• Task to complete: From the data below, copy every line that contains the word "dirt", and match its case exactly.

• Provided data:
◇ ◇ ◇
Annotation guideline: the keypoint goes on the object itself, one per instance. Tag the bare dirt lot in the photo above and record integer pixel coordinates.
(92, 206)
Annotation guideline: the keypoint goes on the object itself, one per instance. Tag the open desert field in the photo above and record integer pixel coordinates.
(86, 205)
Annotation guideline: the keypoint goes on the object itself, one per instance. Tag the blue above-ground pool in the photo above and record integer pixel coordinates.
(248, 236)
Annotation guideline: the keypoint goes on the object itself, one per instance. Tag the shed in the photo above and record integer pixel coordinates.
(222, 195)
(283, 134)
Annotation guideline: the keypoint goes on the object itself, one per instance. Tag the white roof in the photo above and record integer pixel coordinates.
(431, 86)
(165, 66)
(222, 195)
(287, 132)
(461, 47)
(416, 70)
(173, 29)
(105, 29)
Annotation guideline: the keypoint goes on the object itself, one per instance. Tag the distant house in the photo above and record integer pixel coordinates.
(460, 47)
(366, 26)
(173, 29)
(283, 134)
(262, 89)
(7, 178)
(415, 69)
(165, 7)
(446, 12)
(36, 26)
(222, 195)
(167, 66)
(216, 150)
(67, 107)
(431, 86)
◇ ◇ ◇
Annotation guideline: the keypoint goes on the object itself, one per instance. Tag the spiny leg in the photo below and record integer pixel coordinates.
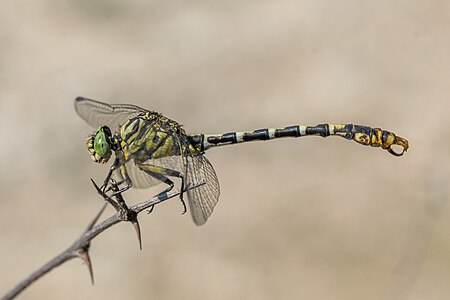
◇ ◇ ◇
• Right answer:
Annotation guideline: the keypoint goes on the object itself, one per instance. Tag the bare dirt lot in the photo above and record integer pixel coordinates.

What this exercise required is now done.